Activity: An exact repetition of the records is required. Leave nothing out.

Data extracts:
========================================
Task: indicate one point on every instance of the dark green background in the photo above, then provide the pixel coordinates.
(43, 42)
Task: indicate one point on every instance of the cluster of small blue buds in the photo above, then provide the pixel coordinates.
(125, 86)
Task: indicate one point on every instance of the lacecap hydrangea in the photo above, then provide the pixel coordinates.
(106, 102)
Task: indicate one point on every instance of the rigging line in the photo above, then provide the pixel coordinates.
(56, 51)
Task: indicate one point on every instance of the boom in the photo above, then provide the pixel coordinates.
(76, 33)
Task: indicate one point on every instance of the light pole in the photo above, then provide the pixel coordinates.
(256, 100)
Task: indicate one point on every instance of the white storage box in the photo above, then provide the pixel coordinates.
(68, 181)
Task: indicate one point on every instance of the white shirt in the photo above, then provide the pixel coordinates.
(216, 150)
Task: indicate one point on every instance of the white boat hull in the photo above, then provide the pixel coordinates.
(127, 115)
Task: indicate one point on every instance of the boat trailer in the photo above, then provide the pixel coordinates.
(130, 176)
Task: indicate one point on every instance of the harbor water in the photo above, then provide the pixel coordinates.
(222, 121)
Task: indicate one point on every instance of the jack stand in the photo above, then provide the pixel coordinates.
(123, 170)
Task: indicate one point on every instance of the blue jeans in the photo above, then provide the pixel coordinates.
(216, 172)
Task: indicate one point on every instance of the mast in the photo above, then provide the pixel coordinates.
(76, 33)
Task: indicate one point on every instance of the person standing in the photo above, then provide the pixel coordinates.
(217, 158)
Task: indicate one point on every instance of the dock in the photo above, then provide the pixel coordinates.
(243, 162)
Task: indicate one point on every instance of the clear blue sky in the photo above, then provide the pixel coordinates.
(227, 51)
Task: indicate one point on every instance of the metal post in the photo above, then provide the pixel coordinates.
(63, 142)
========================================
Answer box:
Task: indicate one point on every instance of the dark green background in the photo above, then provide the pixel coordinates.
(43, 42)
Task: indicate one point on every instance of the cluster of small blue buds in the photo above, then provide the pixel coordinates.
(125, 86)
Task: indicate one point on every instance of the lacecap hydrangea in the photo above, then provide the pixel coordinates.
(106, 102)
Task: indicate one point on every instance of the rigging line in the photo above, then provide the pixel coordinates.
(56, 51)
Task: indicate one point on every instance of the boom in the photo above, then provide the pixel coordinates.
(76, 33)
Task: indicate one point on every instance of the light pole in the photo above, then provide the pixel coordinates.
(256, 100)
Task: indicate one point on every instance of the white storage box in the photo above, then provide the pixel coordinates.
(68, 181)
Task: indicate one point on every instance of the white shirt in the photo above, then provide the pixel coordinates.
(216, 150)
Task: indicate one point on every instance of the white boat hull in the photo above, then provide the pixel coordinates.
(127, 115)
Task: indicate one point on every instance of the boat trailer in the photo above, then provide the pixel coordinates.
(130, 176)
Task: indicate one point on every instance of the harbor water in the photo above, then provide the pixel coordinates.
(222, 121)
Task: indicate one point on every instance of the jack stand in the photo above, then provide the pixel coordinates.
(123, 170)
Task: indicate one point on every instance of the blue jeans in the photo above, then provide the pixel coordinates.
(216, 172)
Task: indicate one point on every instance of the mast in the photo above, then provide the pixel coordinates.
(76, 33)
Task: indicate one point on every instance of the person standing in the photo above, then provide the pixel coordinates.
(217, 158)
Task: indicate one point on every instance of the dock in the photo above, then provide the pixel coordinates.
(243, 162)
Task: indicate one point on every instance of the clear blue sky in the photo above, then provide the pixel coordinates.
(227, 51)
Task: indicate one point on every instance of the metal post in the photo above, then provide the pixel coordinates.
(63, 142)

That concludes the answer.